§ PROBLEM TO SOLVE
How many lines in the entries below contain the string "hood"? Reply with the number alone.

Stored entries
########################################

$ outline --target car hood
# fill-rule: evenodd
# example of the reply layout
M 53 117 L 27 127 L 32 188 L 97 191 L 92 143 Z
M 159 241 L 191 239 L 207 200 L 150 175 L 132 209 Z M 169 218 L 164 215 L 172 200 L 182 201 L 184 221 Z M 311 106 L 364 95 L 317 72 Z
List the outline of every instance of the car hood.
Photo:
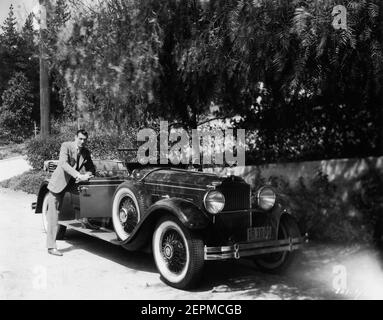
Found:
M 219 177 L 212 173 L 172 168 L 144 169 L 140 170 L 136 177 L 150 183 L 203 189 L 209 186 L 218 186 L 229 181 L 244 182 L 242 178 L 236 176 Z

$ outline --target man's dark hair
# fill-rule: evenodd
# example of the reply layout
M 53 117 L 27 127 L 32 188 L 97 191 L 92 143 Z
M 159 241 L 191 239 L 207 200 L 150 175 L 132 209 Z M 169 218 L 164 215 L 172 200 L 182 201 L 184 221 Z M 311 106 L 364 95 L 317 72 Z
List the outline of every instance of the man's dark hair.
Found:
M 76 136 L 78 137 L 78 134 L 81 133 L 83 134 L 84 136 L 86 136 L 88 138 L 88 132 L 86 132 L 85 129 L 80 129 L 80 130 L 77 130 L 77 133 L 76 133 Z

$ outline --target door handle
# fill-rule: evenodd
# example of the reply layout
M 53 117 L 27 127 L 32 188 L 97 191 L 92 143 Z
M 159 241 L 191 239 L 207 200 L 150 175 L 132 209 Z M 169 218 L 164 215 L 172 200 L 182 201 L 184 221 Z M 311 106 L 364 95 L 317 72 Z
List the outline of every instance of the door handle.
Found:
M 88 187 L 84 187 L 84 186 L 79 186 L 79 187 L 78 187 L 78 191 L 80 191 L 80 192 L 81 192 L 81 191 L 84 191 L 84 190 L 86 191 L 86 190 L 88 190 L 88 189 L 89 189 Z

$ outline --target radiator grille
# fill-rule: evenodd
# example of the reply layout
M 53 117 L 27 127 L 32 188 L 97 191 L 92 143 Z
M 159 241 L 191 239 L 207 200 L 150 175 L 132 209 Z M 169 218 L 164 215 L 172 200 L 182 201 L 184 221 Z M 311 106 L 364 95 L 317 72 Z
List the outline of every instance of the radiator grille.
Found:
M 225 196 L 223 211 L 243 210 L 250 208 L 250 185 L 245 183 L 222 185 L 220 191 Z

########################################

§ TASK OUTPUT
2